[Extracted records]
%%
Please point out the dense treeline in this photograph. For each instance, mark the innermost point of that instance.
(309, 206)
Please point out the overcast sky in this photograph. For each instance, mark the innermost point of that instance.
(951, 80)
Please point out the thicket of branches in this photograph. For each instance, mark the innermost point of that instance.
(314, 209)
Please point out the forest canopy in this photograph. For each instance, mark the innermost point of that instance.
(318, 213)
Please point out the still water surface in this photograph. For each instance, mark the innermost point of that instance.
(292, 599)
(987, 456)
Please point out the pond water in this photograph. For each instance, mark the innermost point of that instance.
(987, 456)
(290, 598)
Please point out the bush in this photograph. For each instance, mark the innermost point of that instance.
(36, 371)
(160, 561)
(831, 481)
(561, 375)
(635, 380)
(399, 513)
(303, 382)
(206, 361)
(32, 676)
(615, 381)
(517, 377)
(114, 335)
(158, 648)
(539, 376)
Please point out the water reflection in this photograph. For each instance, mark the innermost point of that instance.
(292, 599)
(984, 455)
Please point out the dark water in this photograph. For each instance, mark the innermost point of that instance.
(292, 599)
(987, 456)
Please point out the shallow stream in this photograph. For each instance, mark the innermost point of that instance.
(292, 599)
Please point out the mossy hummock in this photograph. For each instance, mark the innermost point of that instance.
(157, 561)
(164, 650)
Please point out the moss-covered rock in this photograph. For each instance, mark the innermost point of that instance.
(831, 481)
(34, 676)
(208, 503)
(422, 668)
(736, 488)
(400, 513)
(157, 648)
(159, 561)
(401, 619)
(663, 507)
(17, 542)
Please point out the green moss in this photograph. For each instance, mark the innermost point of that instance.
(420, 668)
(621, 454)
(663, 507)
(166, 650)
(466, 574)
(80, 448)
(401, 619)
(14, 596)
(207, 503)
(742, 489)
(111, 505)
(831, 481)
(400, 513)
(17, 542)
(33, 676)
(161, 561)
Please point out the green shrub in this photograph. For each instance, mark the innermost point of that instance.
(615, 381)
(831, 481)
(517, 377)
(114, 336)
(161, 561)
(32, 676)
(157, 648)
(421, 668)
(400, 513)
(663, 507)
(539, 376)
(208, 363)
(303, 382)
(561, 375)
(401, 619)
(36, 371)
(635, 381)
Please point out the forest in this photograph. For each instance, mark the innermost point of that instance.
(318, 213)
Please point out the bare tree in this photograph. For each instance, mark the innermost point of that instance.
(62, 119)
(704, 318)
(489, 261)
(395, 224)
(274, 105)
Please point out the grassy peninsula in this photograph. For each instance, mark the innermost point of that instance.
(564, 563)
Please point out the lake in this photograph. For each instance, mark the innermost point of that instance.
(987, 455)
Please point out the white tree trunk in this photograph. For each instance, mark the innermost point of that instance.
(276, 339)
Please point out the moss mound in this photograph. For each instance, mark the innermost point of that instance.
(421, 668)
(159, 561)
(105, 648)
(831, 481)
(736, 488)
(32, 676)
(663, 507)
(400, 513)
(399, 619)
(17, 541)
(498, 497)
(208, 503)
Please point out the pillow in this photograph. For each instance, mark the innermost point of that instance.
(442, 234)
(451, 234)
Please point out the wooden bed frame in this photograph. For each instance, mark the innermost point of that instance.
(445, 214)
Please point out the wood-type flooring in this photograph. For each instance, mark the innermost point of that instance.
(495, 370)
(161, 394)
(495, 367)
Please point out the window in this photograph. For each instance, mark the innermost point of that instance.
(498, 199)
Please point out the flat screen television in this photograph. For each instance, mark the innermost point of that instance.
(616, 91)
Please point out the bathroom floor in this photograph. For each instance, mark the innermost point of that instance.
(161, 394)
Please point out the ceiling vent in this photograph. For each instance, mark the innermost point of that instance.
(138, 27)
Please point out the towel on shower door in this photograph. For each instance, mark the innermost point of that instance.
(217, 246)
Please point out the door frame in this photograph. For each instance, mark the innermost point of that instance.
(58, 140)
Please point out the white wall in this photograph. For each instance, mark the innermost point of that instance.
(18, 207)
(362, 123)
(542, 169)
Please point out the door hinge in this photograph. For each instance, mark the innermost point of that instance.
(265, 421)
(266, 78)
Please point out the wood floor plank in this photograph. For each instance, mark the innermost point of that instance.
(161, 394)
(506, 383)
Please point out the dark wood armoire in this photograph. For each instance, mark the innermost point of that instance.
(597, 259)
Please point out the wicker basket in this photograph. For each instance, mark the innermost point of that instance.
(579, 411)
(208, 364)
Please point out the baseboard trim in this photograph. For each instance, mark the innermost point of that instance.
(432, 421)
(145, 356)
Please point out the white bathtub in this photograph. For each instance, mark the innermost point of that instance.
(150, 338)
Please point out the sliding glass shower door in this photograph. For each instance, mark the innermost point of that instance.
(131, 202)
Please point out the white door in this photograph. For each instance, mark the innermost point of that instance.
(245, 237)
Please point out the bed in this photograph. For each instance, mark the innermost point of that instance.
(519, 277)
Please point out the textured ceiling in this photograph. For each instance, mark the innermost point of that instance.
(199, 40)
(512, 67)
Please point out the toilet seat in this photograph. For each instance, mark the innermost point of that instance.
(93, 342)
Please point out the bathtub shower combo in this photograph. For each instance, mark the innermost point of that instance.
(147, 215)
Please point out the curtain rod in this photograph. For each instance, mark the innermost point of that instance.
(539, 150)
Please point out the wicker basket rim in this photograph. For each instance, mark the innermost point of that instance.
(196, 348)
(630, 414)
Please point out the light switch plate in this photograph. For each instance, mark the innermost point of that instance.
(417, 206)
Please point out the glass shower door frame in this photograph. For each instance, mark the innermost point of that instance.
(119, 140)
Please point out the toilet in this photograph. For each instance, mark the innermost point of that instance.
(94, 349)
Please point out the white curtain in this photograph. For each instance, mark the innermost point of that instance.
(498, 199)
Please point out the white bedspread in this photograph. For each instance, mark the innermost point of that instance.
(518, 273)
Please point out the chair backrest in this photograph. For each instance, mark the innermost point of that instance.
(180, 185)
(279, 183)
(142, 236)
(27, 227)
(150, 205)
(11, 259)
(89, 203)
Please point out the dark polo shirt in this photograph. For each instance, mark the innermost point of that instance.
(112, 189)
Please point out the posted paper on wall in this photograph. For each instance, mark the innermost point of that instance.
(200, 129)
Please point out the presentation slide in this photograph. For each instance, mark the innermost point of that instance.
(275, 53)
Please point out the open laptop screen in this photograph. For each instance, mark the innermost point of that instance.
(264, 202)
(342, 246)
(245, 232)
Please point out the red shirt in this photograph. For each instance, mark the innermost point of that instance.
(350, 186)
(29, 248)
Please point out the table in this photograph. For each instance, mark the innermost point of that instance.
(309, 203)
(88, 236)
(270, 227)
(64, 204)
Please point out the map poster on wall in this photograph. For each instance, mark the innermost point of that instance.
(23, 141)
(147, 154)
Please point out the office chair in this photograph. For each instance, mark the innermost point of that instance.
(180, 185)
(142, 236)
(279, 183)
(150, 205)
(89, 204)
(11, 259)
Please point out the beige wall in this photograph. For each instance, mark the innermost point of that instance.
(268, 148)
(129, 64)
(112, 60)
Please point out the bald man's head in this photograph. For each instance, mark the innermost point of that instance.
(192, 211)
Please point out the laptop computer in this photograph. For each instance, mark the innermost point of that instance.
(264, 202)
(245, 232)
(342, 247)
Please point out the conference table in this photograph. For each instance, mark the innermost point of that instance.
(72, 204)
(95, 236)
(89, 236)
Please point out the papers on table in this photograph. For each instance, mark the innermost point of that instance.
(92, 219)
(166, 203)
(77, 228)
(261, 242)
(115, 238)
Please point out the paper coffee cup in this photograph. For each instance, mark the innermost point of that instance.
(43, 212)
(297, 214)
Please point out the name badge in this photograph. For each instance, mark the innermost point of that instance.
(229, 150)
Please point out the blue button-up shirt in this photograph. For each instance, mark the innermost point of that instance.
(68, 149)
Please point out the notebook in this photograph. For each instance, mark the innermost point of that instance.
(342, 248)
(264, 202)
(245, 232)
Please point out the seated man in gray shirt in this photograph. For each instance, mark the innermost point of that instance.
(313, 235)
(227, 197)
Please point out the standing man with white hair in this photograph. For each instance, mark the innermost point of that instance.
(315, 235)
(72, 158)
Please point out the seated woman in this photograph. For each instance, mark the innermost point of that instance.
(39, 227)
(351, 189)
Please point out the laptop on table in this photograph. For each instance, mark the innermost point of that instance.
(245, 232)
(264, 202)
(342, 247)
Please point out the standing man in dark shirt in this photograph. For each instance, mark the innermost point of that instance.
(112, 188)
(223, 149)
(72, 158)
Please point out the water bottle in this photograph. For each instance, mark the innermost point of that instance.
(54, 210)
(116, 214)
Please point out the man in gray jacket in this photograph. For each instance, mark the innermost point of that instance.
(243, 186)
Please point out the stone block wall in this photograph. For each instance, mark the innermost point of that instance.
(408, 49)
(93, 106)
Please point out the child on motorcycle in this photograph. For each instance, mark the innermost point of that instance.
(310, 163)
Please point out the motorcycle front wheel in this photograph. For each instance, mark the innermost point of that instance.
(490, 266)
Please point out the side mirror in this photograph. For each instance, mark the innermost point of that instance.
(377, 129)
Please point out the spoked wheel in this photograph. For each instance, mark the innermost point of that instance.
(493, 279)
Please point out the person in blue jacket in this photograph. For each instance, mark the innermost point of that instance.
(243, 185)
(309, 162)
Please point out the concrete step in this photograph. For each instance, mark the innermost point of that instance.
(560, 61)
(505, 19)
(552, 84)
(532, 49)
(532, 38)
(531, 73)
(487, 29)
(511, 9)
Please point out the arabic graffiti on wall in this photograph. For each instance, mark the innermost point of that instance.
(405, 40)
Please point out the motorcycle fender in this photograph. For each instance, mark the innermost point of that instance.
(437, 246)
%%
# GIVEN INSTRUCTION:
Write out the lines above from the one containing "Please point out the side" through the last, exactly as they are.

# THE REPLY:
Please point out the side mirror in this photograph. For each instance, mark the innermost point of that instance.
(377, 129)
Please point out the spoked wheel in this photograph. For each instance, mark the innermost point of that instance.
(493, 279)
Please point out the person in blue jacket in this photograph. For each instance, mark the innermost point of that instance.
(243, 185)
(309, 162)
Please point out the concrete step in this photograph. For each instance, mark the innermost point of that instance.
(560, 61)
(505, 19)
(552, 84)
(532, 49)
(532, 38)
(531, 73)
(487, 29)
(511, 9)
Please point out the arabic graffiti on wall in this photograph. For each instance, mark the innermost point of that instance.
(405, 40)
Please point out the motorcycle fender in this photograph. For each instance, mark the innermost point of that instance.
(437, 246)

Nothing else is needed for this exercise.